**PROBLEM REQUIREMENTS:** Retype, exactly and only, each line from the one containing "# test: pointer returns one pin per instance of the smiling" to the end of the records below.

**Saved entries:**
[Start of section]
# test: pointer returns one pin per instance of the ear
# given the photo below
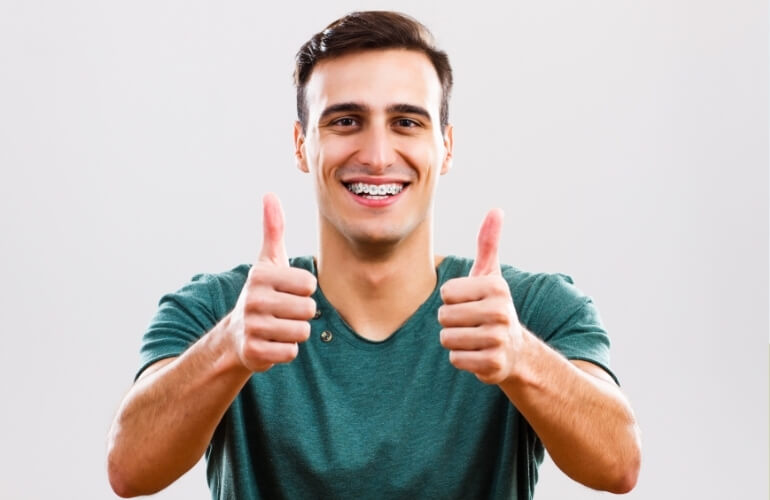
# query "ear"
(448, 145)
(299, 147)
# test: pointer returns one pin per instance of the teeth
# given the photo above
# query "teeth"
(375, 189)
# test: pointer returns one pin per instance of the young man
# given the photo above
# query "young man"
(375, 369)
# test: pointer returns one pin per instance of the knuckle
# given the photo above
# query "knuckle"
(253, 351)
(310, 308)
(499, 286)
(499, 316)
(303, 331)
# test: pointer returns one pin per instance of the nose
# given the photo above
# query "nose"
(376, 150)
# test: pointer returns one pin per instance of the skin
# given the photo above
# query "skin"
(372, 114)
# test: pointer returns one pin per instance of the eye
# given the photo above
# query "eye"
(345, 121)
(406, 123)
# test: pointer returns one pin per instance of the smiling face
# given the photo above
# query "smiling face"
[End of section]
**SOLUTION FOR THIS TASK:**
# test: pointer returns one pin per instance of the smiling face
# given the photo above
# query "smiling face"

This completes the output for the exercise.